DO THIS >>
Reproduce the records. Keep every word exact and include no images.

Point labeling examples

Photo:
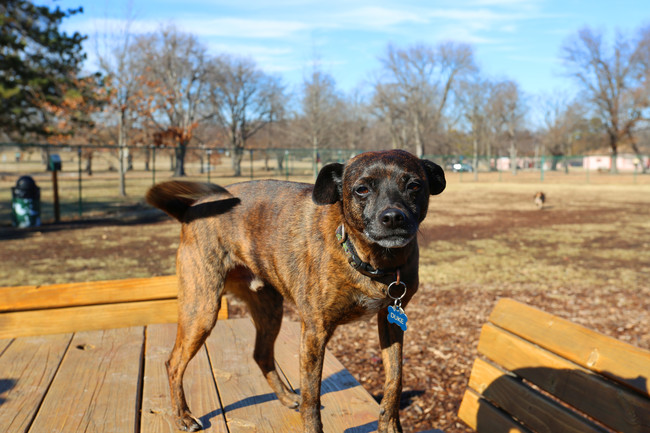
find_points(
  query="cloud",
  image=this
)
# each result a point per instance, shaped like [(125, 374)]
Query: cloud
[(243, 28)]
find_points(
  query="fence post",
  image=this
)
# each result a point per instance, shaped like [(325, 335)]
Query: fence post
[(80, 188), (153, 164), (209, 157), (251, 151)]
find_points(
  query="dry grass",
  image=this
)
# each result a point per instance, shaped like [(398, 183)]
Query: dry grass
[(585, 257)]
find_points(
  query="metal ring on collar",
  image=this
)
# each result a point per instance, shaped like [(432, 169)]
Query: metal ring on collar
[(395, 283)]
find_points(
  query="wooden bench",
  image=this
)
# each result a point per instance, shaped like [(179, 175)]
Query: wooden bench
[(90, 357), (539, 373), (59, 308)]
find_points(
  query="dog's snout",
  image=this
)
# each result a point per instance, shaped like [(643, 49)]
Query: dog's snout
[(392, 218)]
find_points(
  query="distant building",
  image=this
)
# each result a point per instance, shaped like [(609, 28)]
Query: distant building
[(624, 162)]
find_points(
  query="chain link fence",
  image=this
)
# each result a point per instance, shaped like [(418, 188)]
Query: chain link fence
[(88, 183)]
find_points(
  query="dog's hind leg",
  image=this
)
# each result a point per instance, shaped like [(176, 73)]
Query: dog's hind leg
[(265, 306), (198, 304)]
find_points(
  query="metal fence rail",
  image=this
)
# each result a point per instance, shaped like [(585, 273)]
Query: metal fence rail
[(88, 183)]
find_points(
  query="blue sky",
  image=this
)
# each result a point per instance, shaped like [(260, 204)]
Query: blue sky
[(512, 39)]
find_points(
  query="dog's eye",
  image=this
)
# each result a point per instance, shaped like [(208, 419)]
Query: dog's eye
[(362, 191), (414, 186)]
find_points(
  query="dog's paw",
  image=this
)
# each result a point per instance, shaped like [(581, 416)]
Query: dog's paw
[(188, 423), (290, 399)]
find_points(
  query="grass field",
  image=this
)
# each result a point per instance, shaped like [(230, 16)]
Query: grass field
[(586, 257)]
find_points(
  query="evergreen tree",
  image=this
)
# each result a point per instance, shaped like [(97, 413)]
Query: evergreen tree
[(38, 65)]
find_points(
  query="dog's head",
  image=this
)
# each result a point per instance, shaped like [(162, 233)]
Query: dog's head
[(384, 195)]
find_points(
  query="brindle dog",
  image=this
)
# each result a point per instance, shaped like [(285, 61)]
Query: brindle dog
[(332, 249)]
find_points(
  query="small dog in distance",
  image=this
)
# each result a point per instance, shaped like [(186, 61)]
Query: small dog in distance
[(539, 200)]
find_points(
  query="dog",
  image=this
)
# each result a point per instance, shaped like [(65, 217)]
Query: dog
[(539, 198), (341, 250)]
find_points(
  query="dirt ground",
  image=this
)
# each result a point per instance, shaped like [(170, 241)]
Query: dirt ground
[(585, 257)]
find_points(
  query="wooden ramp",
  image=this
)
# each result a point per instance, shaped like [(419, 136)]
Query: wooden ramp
[(114, 381)]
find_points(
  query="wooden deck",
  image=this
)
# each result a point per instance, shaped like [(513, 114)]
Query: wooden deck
[(114, 381)]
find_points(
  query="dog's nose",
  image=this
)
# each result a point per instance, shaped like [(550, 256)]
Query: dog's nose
[(392, 218)]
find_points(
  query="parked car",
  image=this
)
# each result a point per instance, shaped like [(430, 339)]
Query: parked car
[(461, 167)]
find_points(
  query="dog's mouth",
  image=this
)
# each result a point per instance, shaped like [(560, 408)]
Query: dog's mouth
[(392, 240)]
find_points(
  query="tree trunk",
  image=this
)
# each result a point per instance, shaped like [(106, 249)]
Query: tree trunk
[(180, 159), (237, 157)]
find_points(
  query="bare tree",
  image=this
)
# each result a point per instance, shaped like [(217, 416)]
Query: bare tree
[(320, 104), (507, 113), (563, 122), (174, 79), (417, 85), (243, 98), (474, 96), (614, 81)]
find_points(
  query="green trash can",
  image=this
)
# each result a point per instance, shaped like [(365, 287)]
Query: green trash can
[(26, 203)]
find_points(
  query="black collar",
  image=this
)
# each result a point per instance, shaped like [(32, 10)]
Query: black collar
[(354, 259)]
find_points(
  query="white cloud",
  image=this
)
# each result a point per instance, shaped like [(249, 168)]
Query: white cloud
[(242, 27)]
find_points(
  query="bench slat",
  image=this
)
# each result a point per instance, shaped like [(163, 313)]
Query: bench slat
[(612, 358), (475, 411), (345, 402), (617, 408), (249, 402), (88, 293), (199, 387), (92, 317), (94, 390), (61, 308), (533, 409)]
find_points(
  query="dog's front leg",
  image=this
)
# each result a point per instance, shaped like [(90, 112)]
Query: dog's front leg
[(312, 352), (391, 338)]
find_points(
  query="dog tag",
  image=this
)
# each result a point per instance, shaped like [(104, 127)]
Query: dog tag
[(397, 316)]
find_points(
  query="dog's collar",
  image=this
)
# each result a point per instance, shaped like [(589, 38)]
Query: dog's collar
[(354, 259)]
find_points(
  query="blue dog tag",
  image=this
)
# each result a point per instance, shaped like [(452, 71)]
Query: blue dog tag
[(397, 316)]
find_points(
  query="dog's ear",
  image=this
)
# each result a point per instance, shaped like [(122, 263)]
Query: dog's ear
[(328, 187), (436, 177)]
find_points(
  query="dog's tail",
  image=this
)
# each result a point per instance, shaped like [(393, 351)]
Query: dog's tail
[(176, 197)]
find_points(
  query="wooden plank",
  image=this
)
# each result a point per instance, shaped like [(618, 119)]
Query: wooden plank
[(199, 386), (87, 293), (4, 344), (347, 406), (97, 386), (94, 317), (620, 409), (617, 360), (531, 408), (248, 401), (26, 370), (483, 417)]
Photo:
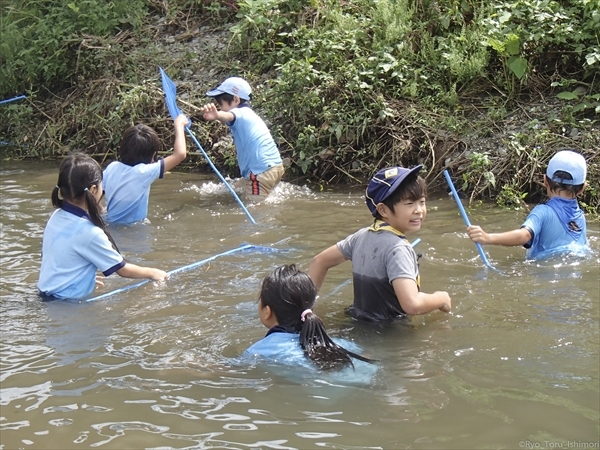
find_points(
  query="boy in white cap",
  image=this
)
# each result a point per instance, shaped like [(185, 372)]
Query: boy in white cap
[(557, 226), (385, 272), (257, 154)]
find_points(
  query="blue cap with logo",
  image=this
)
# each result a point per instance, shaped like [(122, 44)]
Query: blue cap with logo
[(385, 182), (234, 86), (570, 162)]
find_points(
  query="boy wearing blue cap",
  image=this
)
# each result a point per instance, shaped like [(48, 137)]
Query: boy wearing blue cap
[(556, 227), (385, 272), (257, 154)]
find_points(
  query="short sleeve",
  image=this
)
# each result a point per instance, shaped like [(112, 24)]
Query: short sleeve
[(401, 262), (346, 246), (534, 223)]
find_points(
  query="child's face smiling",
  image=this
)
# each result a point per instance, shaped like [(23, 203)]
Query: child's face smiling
[(408, 215), (226, 107)]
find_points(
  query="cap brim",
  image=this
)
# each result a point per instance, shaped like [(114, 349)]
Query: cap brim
[(214, 93), (415, 170)]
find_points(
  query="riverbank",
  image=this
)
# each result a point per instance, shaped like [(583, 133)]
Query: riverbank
[(495, 146)]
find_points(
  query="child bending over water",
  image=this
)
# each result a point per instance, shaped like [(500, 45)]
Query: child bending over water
[(127, 181), (295, 332), (76, 241)]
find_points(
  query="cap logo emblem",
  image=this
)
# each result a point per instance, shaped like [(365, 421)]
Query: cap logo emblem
[(391, 172)]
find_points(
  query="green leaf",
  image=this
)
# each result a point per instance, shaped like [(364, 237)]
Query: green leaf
[(567, 95), (505, 17), (518, 66)]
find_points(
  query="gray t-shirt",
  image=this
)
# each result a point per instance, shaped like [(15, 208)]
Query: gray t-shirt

RESPONSE TO THIS TASK >>
Photo:
find_points(
  query="cloud",
  image=this
)
# each result a point per instance, shaped like [(125, 374)]
Query: cloud
[(243, 28)]
find_points(
  query="fence post",
  image=this
)
# each result a point per instance, shaped like [(325, 335)]
Query: fence post
[(80, 188), (153, 164), (209, 157), (251, 151)]
find_points(
  query="dry grass",
  image=this
)
# each result a point per instance, shaped like [(398, 183)]
Query: dry grass
[(585, 257)]
find_points(
  query="metal ring on collar",
  image=this
)
# each result a point per instance, shaped like [(432, 169)]
Query: metal ring on collar
[(395, 283)]
find_points(
  query="wooden bench",
  image=this
)
# each result a point per instance, shaped like [(179, 175)]
Query: wooden bench
[(90, 357), (539, 373), (59, 308)]
find_points(
  query="dog's snout",
  image=this
)
# each result a point per instance, shaped like [(643, 49)]
Query: dog's snout
[(392, 218)]
find_points(
  query="distant building",
  image=this
)
# each result a point per instance, shaped like [(609, 28)]
Query: distant building
[(624, 162)]
find_points(
  query="chain link fence",
  image=this
)
# each result a point per instance, shaped like [(418, 188)]
Query: chain link fence
[(88, 183)]
find_points(
  query="dog's hind leg",
  image=this
)
# each result a point per instance, shaped like [(176, 73)]
Query: dog's hind leg
[(265, 306), (198, 304)]
find_points(
  query="metal fence rail",
  image=this
)
# each result a point per instance, shaped like [(585, 273)]
Query: metal fence rail
[(88, 183)]
find_points(
  query="blue sky",
  image=this
)
# each result a point per instance, shaped like [(260, 204)]
Query: blue sky
[(512, 39)]
find_points(
  query="dog's eye",
  image=this
)
# each result a point per instance, shaped like [(208, 419)]
Query: dog's eye
[(362, 191), (414, 186)]
find_points(
  query="dog's paw",
  image=this
)
# each result a point per instance, shaped like [(581, 416)]
Query: dog's paw
[(188, 423), (290, 399)]
find_points(
  query="grass field",
  image=this
)
# each result a point per instance, shaped like [(230, 16)]
Query: grass field
[(586, 257)]
find_points(
  query="evergreen tree",
  image=this
)
# each result a point per instance, shaped like [(97, 413)]
Query: evergreen tree
[(38, 65)]
find_points(
  query="dog's head",
  image=this
)
# each result a point per instance, shaped like [(162, 233)]
Query: dog's head
[(384, 195)]
find_points(
  query="brindle dog",
  image=this
)
# each result a point per instance, shaped like [(285, 61)]
Query: brindle dog
[(332, 249)]
find_points(
  query="small dog in distance",
  image=this
)
# each result a point per instance, shaped like [(186, 61)]
Query: small dog in distance
[(539, 200)]
find_points(
  query="dog",
  image=this
)
# each result a point per instance, shaped like [(65, 217)]
Query: dog
[(539, 198), (341, 250)]
find_points(
  query="dirt ground",
  image=this
)
# each result a point per instance, shaped like [(170, 241)]
Query: dirt ground
[(585, 257)]
find_points(
  query="wooden ramp",
  image=this
)
# each result a point per instance, shaped like [(419, 136)]
Query: wooden ramp
[(114, 381)]
find_points(
  query="wooden deck",
  image=this
)
# each result a point per instance, shaped like [(513, 114)]
Query: wooden deck
[(114, 381)]
find_points(
  query="dog's nose",
  image=this
)
# each result a point per instance, shaped like [(550, 256)]
Query: dog's nose
[(392, 218)]
find_points(
  query="parked car",
  image=this
)
# each result a point per instance, shaped like [(430, 339)]
Query: parked car
[(461, 167)]
find_points(
  query="dog's mouth",
  image=this
)
# each result a point per instance, shaped like [(560, 408)]
Query: dog's mouth
[(392, 240)]
find_points(
  query="tree trunk",
  image=this
)
# each result a point per instance, shaped like [(106, 249)]
Query: tree trunk
[(180, 159), (237, 157)]
find_points(
  query="bare tree",
  image=this
)
# each result a point per instance, shaped like [(217, 416)]
Query: bare tree
[(320, 104), (507, 113), (563, 122), (174, 79), (417, 85), (243, 98), (474, 96), (614, 81)]
find_points(
  query="green trash can",
  image=this
)
# each result a point per instance, shaped like [(365, 287)]
Query: green trash can
[(26, 203)]
find_points(
  query="black collar",
  image=this
)
# each result a point per instance, shaped like [(32, 10)]
Query: black collar
[(354, 259)]
find_points(
  query="white cloud",
  image=this
)
# each result a point per instance, shaped like [(249, 168)]
Query: white cloud
[(242, 27)]
find_points(
  query="bench slat",
  image=this
)
# each result a point per instance, shaped like [(163, 313)]
Query: bench slat
[(612, 358), (475, 411), (345, 402), (617, 408), (249, 402), (88, 293), (199, 387), (92, 317), (94, 390), (61, 308), (533, 409)]
find_points(
  query="dog's front leg",
  image=this
)
# each result a point per instance, shaped like [(90, 112)]
Query: dog's front leg
[(312, 352), (391, 338)]
find_points(
  query="dog tag",
  image=this
)
# each result a point per instance, shaped like [(104, 127)]
Query: dog tag
[(397, 316)]
find_points(
  query="dog's collar",
  image=this
)
# each result a point per instance, shaped like [(589, 38)]
Query: dog's collar
[(354, 259)]
find_points(
  query="blue dog tag",
  image=this
)
# each result a point per instance, shaped like [(452, 71)]
Query: blue dog tag
[(397, 316)]
find_points(
  query="dog's ear",
  image=this
)
# each result a point per instance, shaped like [(122, 263)]
Query: dog's ear
[(328, 187), (436, 177)]
find_points(
  query="dog's tail",
  image=this
)
# each result a point per instance, shaped like [(393, 351)]
Query: dog's tail
[(176, 197)]
find_points(
  query="wooden plank",
  image=this
)
# each result a point per instance, shaped like [(618, 119)]
Query: wooden plank
[(199, 386), (87, 293), (4, 344), (347, 406), (97, 386), (94, 317), (620, 409), (617, 360), (531, 408), (248, 401), (26, 370), (483, 417)]
Photo:
find_points(
  query="boy in white cap",
  image=this
)
# each result a point per instance, shaped like [(185, 372)]
Query: boy in white cap
[(557, 226), (385, 272), (257, 154)]
find_points(
  query="blue cap with logo",
  image=this
)
# each result a point per instance, shaped like [(122, 44)]
Query: blue cap with logo
[(385, 182), (234, 86), (570, 162)]
find_points(
  query="boy wearing blue cap",
  image=this
)
# each result a point per instance, shaped like [(48, 137)]
Query: boy wearing blue cap
[(556, 227), (385, 272), (257, 154)]
find_points(
  query="short sleeve",
  image=this
)
# each result a point per instance, shaped like [(112, 24)]
Query: short sleeve
[(401, 262), (346, 246), (534, 223)]
find_points(
  query="child's face smiling",
  image=this
)
# each result a point per instance, shaped like [(23, 203)]
Query: child's face smiling
[(408, 215), (226, 107)]
find_points(
  query="cap brim",
  image=this
)
# each result a point per instance, shaped like [(114, 349)]
Query: cap brim
[(214, 93), (415, 170)]
find_points(
  query="riverbank",
  image=this
)
# each result a point per instance, shaped like [(583, 133)]
Query: riverbank
[(495, 146)]
find_points(
  query="child bending over water",
  image=this
)
# each result a point per instance, shaped like [(500, 45)]
Query: child bending over water
[(127, 181), (295, 332), (76, 241)]
find_points(
  query="cap logo emblem",
  image=this
)
# each result a point per instance, shaped like [(365, 421)]
Query: cap logo emblem
[(391, 172)]
find_points(
  query="green leaf",
  image=this
)
# each result a point per instance, shaped like [(364, 237)]
Query: green leaf
[(567, 95), (505, 17), (518, 66)]
find_points(
  query="gray t-shirt",
  image=this
)
# each result a point per instance, shaped like [(15, 208)]
Query: gray t-shirt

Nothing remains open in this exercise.